## What to do:
Would you return the lines from the one that contains "Target: sports court line marking" to the last line of the entries below, exactly and with nothing added?

## Data:
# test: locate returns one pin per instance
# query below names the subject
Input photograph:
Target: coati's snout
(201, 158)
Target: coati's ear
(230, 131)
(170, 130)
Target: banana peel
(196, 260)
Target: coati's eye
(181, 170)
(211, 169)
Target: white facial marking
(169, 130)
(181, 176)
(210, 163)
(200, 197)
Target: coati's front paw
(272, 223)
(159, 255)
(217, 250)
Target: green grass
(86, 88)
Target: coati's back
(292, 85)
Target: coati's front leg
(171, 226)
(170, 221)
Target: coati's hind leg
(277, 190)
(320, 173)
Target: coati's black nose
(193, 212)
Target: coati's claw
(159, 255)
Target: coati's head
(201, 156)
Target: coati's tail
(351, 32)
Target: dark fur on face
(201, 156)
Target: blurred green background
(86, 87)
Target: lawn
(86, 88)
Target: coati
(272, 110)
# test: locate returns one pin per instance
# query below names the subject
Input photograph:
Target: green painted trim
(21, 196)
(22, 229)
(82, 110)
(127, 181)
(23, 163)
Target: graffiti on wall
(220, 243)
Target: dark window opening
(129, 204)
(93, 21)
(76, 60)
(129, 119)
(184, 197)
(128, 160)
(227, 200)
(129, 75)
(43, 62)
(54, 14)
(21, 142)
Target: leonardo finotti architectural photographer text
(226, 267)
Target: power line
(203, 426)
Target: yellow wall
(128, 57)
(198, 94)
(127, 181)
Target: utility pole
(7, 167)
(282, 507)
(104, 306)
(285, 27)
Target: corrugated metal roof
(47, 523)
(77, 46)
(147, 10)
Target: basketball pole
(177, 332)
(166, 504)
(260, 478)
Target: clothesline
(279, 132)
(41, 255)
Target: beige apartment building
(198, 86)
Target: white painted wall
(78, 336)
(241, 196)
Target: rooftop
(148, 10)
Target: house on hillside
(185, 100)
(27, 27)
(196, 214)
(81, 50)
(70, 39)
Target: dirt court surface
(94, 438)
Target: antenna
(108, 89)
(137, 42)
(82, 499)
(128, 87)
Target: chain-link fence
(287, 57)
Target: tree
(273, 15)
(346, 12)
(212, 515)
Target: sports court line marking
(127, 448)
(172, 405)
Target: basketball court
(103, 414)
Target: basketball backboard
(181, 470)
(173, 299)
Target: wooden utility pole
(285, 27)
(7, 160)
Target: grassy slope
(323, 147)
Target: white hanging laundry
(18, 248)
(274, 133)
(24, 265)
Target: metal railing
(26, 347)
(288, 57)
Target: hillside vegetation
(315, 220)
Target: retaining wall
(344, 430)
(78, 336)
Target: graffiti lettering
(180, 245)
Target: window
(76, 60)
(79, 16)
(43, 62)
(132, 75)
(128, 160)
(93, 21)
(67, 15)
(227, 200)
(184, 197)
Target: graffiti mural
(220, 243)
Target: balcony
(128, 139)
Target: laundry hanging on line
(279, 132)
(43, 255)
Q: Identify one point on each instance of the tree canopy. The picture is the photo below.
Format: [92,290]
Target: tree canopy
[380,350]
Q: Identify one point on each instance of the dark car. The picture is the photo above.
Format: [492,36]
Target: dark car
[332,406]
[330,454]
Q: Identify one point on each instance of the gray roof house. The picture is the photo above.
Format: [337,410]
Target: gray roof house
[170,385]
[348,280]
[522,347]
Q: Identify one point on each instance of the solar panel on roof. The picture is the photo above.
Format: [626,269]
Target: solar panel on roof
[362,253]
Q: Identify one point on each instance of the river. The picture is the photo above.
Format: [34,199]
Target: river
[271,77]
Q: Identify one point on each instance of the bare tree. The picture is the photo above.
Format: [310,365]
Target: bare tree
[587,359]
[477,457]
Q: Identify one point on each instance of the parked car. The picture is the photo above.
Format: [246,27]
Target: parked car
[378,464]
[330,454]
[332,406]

## Your solution:
Target: sports court line marking
(127, 448)
(172, 405)
Target: basketball court
(103, 414)
Target: basketball backboard
(181, 470)
(173, 299)
Target: wooden utility pole
(285, 27)
(7, 160)
Target: grassy slope
(323, 147)
Target: white hanging laundry
(18, 248)
(274, 133)
(24, 265)
Target: metal railing
(26, 347)
(288, 57)
Target: hillside vegetation
(315, 220)
Target: retaining wall
(344, 430)
(78, 336)
Target: graffiti lettering
(180, 245)
Target: window
(76, 60)
(79, 16)
(43, 62)
(132, 75)
(128, 160)
(93, 21)
(67, 15)
(227, 200)
(184, 197)
Target: graffiti mural
(220, 243)
Target: balcony
(128, 139)
Target: laundry hanging on line
(279, 132)
(43, 255)
Q: Identify one point on each instance of the tree canopy. The picture is the photo below.
Format: [92,290]
Target: tree canopy
[380,350]
Q: Identify one point on each instance of the dark car. The picture is the photo above.
Format: [492,36]
Target: dark car
[332,406]
[330,454]
Q: Identify one point on each instance of the gray roof house. The picture is the photo above.
Format: [337,410]
Target: gray roof house
[170,385]
[348,280]
[522,347]
Q: Identify one point on each instance of the solar panel on roof. The picture is the photo above.
Format: [626,269]
Target: solar panel on roof
[362,253]
Q: Identify one point on each instance of the river. The picture is the photo above.
Format: [34,199]
Target: river
[271,77]
Q: Identify one point on each instance of the bare tree. The picture is the photo above.
Format: [310,365]
Target: bare tree
[587,359]
[477,457]
Q: Identify one point on each instance of the parked car. The picture is the photo above.
Format: [246,27]
Target: parked car
[378,464]
[330,454]
[332,406]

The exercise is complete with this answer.